*PROBLEM DETAILS*
What is needed is an exact retyping of each entry, pictures excluded.

*DATA FOR THE TASK*
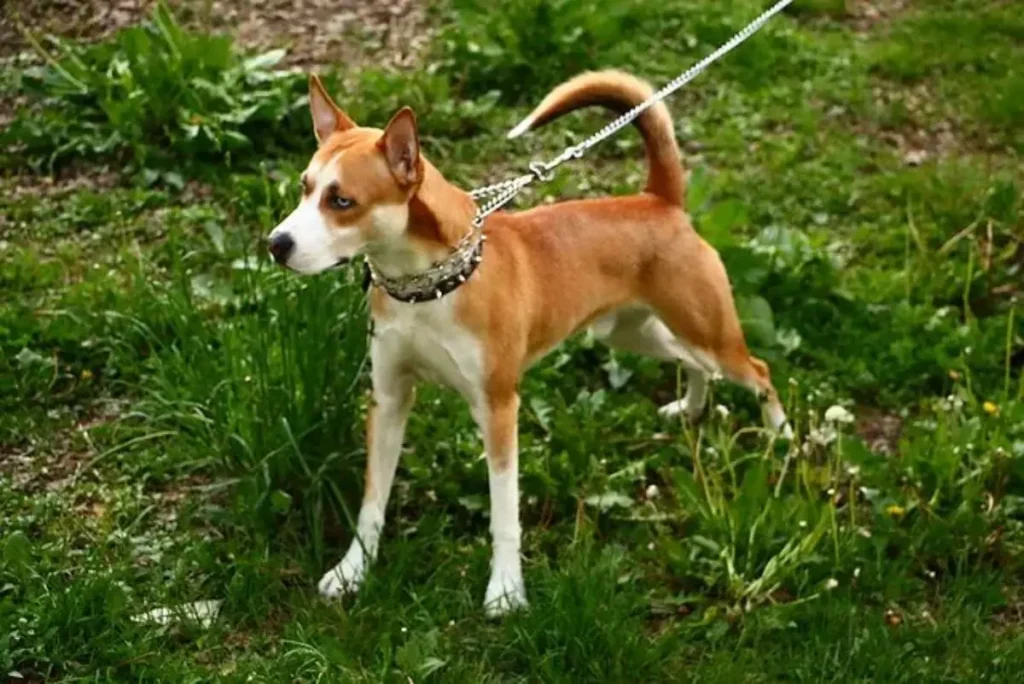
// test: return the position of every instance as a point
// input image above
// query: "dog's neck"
(440, 215)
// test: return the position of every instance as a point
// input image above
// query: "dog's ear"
(400, 145)
(328, 118)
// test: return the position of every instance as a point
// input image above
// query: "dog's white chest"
(428, 339)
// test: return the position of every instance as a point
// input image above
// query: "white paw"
(344, 578)
(679, 408)
(506, 593)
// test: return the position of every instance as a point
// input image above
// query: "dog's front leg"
(498, 421)
(392, 400)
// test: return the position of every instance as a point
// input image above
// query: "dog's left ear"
(400, 144)
(328, 117)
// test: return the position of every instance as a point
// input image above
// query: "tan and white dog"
(631, 267)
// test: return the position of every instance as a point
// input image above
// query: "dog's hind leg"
(696, 304)
(498, 419)
(392, 400)
(638, 330)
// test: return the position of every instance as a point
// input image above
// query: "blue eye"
(338, 202)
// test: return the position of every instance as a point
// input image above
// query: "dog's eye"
(338, 202)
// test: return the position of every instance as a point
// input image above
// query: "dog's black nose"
(281, 247)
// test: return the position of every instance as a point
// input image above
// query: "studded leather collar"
(441, 279)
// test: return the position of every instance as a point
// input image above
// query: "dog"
(631, 267)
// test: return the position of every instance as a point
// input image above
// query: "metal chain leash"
(503, 193)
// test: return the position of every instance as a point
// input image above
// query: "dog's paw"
(344, 578)
(674, 410)
(506, 592)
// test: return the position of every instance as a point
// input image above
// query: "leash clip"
(541, 171)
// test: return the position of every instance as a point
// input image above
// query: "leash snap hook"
(541, 171)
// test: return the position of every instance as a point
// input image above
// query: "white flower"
(838, 414)
(822, 436)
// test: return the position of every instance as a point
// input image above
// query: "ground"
(181, 422)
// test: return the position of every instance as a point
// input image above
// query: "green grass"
(180, 421)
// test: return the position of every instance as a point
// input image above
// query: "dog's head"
(356, 189)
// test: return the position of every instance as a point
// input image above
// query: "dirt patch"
(57, 463)
(880, 431)
(78, 19)
(868, 14)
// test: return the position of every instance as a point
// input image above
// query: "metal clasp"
(541, 171)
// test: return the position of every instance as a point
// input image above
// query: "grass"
(179, 421)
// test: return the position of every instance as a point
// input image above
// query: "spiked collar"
(440, 279)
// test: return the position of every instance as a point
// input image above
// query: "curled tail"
(620, 91)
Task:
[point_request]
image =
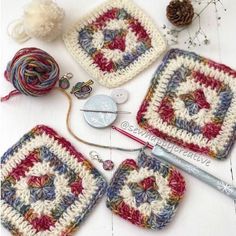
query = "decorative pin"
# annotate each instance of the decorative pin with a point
(64, 82)
(107, 164)
(82, 89)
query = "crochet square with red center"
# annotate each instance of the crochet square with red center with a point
(146, 193)
(192, 103)
(114, 42)
(47, 187)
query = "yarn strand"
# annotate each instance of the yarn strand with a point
(68, 126)
(32, 72)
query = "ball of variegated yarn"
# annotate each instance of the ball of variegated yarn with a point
(42, 19)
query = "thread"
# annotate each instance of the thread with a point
(32, 72)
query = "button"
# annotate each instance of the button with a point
(100, 103)
(120, 95)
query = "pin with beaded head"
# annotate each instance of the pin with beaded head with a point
(64, 82)
(107, 164)
(82, 89)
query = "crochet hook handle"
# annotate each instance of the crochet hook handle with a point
(202, 175)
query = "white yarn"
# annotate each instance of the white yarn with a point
(42, 19)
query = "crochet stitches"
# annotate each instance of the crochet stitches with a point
(115, 42)
(192, 102)
(146, 193)
(47, 187)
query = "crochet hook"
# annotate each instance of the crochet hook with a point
(189, 168)
(112, 112)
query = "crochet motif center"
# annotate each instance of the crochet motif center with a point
(146, 193)
(47, 186)
(191, 102)
(114, 40)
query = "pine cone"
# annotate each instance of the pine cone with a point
(180, 12)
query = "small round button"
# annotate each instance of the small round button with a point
(120, 95)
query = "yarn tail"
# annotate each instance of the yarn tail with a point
(11, 94)
(17, 32)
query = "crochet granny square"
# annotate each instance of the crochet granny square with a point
(146, 193)
(115, 42)
(192, 103)
(47, 187)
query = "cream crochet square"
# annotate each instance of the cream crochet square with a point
(115, 42)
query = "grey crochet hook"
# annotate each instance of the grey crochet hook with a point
(202, 175)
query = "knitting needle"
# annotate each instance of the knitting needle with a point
(112, 112)
(198, 173)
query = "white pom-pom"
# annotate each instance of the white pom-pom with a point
(42, 19)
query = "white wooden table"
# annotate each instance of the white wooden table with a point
(203, 211)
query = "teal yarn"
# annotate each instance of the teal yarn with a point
(32, 72)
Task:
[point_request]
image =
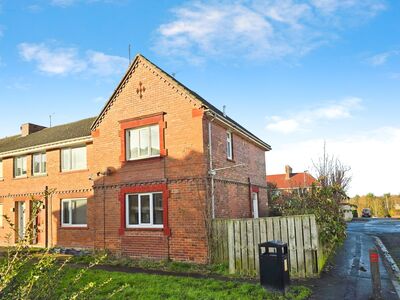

*RESPONSE BELOW*
// test: return the position of every instance as a point
// input image above
// query: "dog's neck"
(440, 215)
// test: return the position of every instance as a point
// input image above
// query: "dog's ear"
(400, 145)
(328, 118)
// test: return the position of every instance as a point
// input image above
// query: "dog's white chest"
(428, 339)
// test: return the position of every instance as a point
// input image above
// query: "white paw"
(344, 578)
(679, 408)
(506, 593)
// test: return the position of every instance as a point
// input image above
// query: "dog's front leg"
(498, 421)
(392, 400)
// test: return the position of every instance as a point
// input image above
// query: "dog's left ear"
(400, 144)
(328, 117)
// test: return the position of every instance as a point
// input image above
// query: "tan and white dog"
(631, 267)
// test: return the position of every instance as a point
// input image above
// query: "dog's hind leg"
(696, 304)
(498, 419)
(392, 400)
(638, 330)
// test: return the position of every instance as a point
// input image above
// query: "blue eye"
(338, 202)
// test: return the position of every instance as a point
// input image above
// query: "dog's eye"
(338, 202)
// test: return the position of every instance as a point
// input image above
// query: "dog's black nose"
(281, 247)
// test: return the position of every instance as a point
// input image above
// query: "studded leather collar"
(441, 279)
// test: return the position of every instance as a point
// input image above
// query: "dog"
(631, 267)
// test: return the position of every instance as a point
// input image above
// query: "metal chain leash"
(503, 193)
// test: return the position of every instance as a point
// input image above
// query: "dog's paw"
(344, 578)
(674, 410)
(506, 592)
// test: return the position of every instance as a point
// input image above
// query: "leash clip"
(541, 171)
// test: return the position of every instance as a point
// input image above
// query: "leash snap hook"
(541, 171)
// test: return the position of every instance as a point
// input image above
// query: "white flower"
(838, 414)
(822, 436)
// test: return the position of every instance as a point
// input image above
// query: "ground"
(181, 422)
// test: return the position of every instance as a point
// input image above
// query: "green grass"
(180, 421)
// test: return the position of every instance as a point
// input image above
// query: "dog's head"
(356, 189)
// test: return the position of every instance as a point
// input image above
// query: "dirt patch"
(57, 463)
(880, 431)
(78, 19)
(868, 14)
// test: return the position of every instance as a point
// input image above
// query: "metal clasp"
(541, 171)
// test: return the position of every instance as a point
// input image above
// query: "grass"
(179, 421)
// test: return the position of every instance as a point
// input image above
// query: "spiked collar"
(440, 279)
// test: return the position of every instance as a point
// input image above
// query: "curled tail"
(620, 91)
Task:
[point_request]
image =
query = "decorative pin"
# annotate each instance of the decorative pin with a point
(64, 82)
(107, 164)
(82, 89)
query = "crochet square with red center"
# annotate each instance of the crochet square with red center with a point
(146, 193)
(192, 103)
(114, 42)
(47, 187)
query = "yarn strand"
# annotate each instance of the yarn strand with a point
(68, 126)
(32, 72)
query = "ball of variegated yarn"
# annotate each instance of the ball of variegated yarn with a point
(42, 19)
query = "thread"
# annotate each instance of the thread with a point
(32, 72)
query = "button"
# annotate each instance of the button with a point
(100, 103)
(120, 95)
query = "pin with beaded head"
# annotate each instance of the pin with beaded head with a point
(64, 82)
(107, 164)
(82, 89)
query = "crochet hook handle"
# annotate each instance of the crochet hook handle with a point
(202, 175)
query = "white yarn"
# annotate each instance of the white yarn with a point
(42, 19)
query = "crochet stitches"
# annotate each instance of the crochet stitches with a point
(115, 42)
(192, 102)
(146, 193)
(47, 187)
query = "crochet hook"
# annotate each instance of the crochet hook with a point
(189, 168)
(112, 112)
query = "crochet motif center"
# annotate each instance of the crochet motif center with a point
(146, 193)
(47, 186)
(191, 102)
(114, 40)
query = "pine cone"
# annotate each instance of the pine cone with a point
(180, 12)
query = "small round button"
# annotate each instance of the small round button with a point
(120, 95)
query = "yarn tail"
# annotate each instance of the yarn tail with a point
(11, 94)
(17, 32)
query = "crochet granny square"
# annotate each instance of the crochet granny square with a point
(146, 193)
(115, 42)
(192, 103)
(47, 187)
query = "cream crochet square"
# annotate each instance of the cream crochet square with a point
(115, 42)
query = "grey crochet hook"
# annotate each instance of the grey crochet hook with a point
(202, 175)
query = "knitting needle"
# annotate each instance of the knitting needle with a point
(112, 112)
(198, 173)
query = "white pom-pom"
# annotate each instance of the white pom-pom with a point
(42, 19)
query = "white wooden table"
# annotate each instance of the white wooden table with a point
(203, 211)
query = "teal yarn"
# annotate each instance of the teal yarn with a point
(32, 72)
Task:
[point_request]
image =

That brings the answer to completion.